[DOCUMENT EXCERPT]
==========
Planetary scientists would be thrilled if they could peel the Earth like an orange and look at what lies beneath the thin crust. We live on the planet’s cold surface, but the Earth is a solid body and the surface is continually deformed, split, wrinkled and ruptured by the roiling of warmer layers beneath it.
The contrast between the surface and the depth is nowhere starker — or more important — than in Antarctica. What is causing the mysterious line of volcanoes that emerge from the ice sheet there, and what does it mean for the future of the ice?
“Our understanding of what’s going on is really hampered because we can’t see the geology,” said Andrew Lloyd, a graduate student in earth and planetary sciences in Arts & Sciences at Washington University in St. Louis. “We have to turn to geophysical methods, such as seismology, to learn more,” he said.
Lloyd helped deploy research seismometers across the West Antarctic Rift System and Marie Byrd Land in the austral summer of 2009-10. He then returned in late 2011 and snowmobiled more than 1,000 miles, living in a Scott tent, to recover the precious data.
The recordings the instruments made of the reverberations of distant earthquakes from January 2010 to January 2012 were used to create maps of seismic velocities beneath the rift valley. An analysis of the maps was published online in the Journal of Geophysical Research: Solid Earth on Nov. 12, 2015 (doi:10.1002/2015JB012455).
This is the first time seismologists have been able to deploy instruments rugged enough to survive a winter in this part of the frozen continent, and so this is the first detailed look at the Earth beneath this region.
Not surprisingly, the maps show a giant blob of superheated rock about 60 miles beneath Mount Sidley, the last of a chain of volcanic mountains in Marie Byrd Land at one end of the transect. More surprisingly, they reveal hot rock beneath the Bentley Subglacial Trench, a deep basin at the other end of the transect.
==========
Detection annotation records
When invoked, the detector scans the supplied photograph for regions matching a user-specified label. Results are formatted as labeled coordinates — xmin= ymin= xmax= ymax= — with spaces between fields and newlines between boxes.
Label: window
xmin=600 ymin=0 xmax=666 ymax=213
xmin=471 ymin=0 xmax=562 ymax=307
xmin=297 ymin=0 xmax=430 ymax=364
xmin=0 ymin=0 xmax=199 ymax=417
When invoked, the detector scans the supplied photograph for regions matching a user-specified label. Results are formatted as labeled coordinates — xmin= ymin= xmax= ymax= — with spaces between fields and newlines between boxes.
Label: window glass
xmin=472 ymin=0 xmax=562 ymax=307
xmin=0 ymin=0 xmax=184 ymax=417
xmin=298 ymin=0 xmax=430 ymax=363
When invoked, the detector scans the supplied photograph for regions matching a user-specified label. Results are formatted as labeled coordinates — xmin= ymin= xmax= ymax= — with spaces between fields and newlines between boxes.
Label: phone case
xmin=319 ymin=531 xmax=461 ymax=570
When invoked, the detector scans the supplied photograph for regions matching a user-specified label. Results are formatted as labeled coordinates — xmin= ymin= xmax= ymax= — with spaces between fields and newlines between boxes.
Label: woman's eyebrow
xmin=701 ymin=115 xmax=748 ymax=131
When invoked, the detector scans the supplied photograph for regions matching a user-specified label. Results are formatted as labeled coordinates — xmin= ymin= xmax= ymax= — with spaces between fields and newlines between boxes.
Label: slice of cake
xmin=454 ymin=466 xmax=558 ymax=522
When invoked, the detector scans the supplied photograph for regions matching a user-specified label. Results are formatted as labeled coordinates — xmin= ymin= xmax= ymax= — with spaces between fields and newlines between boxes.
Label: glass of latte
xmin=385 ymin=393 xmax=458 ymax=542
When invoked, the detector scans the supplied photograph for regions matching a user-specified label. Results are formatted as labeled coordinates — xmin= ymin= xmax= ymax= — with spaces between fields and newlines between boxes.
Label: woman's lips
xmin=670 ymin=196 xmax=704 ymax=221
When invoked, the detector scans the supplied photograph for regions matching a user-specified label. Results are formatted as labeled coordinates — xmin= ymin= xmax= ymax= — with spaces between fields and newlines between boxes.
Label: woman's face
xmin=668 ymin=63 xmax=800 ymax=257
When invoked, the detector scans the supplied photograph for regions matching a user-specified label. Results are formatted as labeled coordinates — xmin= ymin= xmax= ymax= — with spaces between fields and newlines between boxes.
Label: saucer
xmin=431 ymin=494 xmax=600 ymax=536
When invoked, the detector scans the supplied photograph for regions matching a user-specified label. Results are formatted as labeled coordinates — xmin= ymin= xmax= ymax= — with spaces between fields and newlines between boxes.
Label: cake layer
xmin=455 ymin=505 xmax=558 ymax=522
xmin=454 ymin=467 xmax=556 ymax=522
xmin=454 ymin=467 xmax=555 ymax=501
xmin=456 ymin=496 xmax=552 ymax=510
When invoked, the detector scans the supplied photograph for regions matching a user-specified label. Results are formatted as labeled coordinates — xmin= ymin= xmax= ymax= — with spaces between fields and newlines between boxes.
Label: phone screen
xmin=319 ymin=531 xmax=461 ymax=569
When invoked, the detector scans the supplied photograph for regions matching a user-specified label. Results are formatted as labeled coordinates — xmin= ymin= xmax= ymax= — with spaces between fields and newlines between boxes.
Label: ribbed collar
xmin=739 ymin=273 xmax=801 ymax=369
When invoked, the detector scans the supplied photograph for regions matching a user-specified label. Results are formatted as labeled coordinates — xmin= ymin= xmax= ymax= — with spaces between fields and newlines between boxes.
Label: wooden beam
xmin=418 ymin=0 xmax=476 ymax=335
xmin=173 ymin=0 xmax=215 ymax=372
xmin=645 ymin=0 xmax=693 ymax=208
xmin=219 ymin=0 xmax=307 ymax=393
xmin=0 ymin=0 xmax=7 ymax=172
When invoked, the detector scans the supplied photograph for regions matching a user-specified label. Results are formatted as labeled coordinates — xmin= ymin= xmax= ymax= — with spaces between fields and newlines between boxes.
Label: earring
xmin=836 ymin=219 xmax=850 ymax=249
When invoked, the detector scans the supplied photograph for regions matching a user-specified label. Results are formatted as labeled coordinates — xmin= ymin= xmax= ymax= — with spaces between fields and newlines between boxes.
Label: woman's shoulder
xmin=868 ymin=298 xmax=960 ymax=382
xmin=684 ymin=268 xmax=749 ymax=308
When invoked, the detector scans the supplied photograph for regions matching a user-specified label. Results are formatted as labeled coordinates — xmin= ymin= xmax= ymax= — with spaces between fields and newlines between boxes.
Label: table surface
==========
[LIST OF TASKS]
**A)** According to the Antarctic seismology article, how deep beneath Mount Sidley does the giant blob of superheated rock lie?
**B)** Proceed with the Antarctic seismology article, picking up after its final sentence.
These records were drawn from a separate source and bear no relation to the Antarctic seismology article.

[RESULTS IN ORDER]
**A)** About 60 miles.

**B)**
The Bentley Subglacial Trench is part of the West Antarctic Rift System and hot rock beneath the region indicates that this part of the rift system was active quite recently.
A volcanic mystery
Mount Sidley, the highest volcano in Antarctica, sits directly above a hot region in the mantle, Lloyd said. Mount Sidley is the southernmost mountain in a volcanic mountain range in Marie Byrd Land, a mountainous region dotted with volcanoes near the coast of West Antarctica.
“A line of volcanoes hints there might be a hidden mantle plume, like a blowtorch, beneath the plate,” said Doug Wiens, PhD, professor of earth and planetary sciences and a co-author on the paper. “The volcanoes would pop up in a row as the plate moved over it.”
“But it’s a bit unclear if this is happening here,” he said. We think we know which direction the plate is moving, but the volcanic chain is going in a different direction and two additional nearby volcanic chains are oriented in yet other directions.
“If this was just a plate moving over a couple of mantle plumes, you’d expect them to line up, as they do in the Hawaiian Islands,” he said.
Although the hot zone’s shape is ill-defined, it is clear there is higher heat flow into the base of the ice sheet in this area, Wiens said.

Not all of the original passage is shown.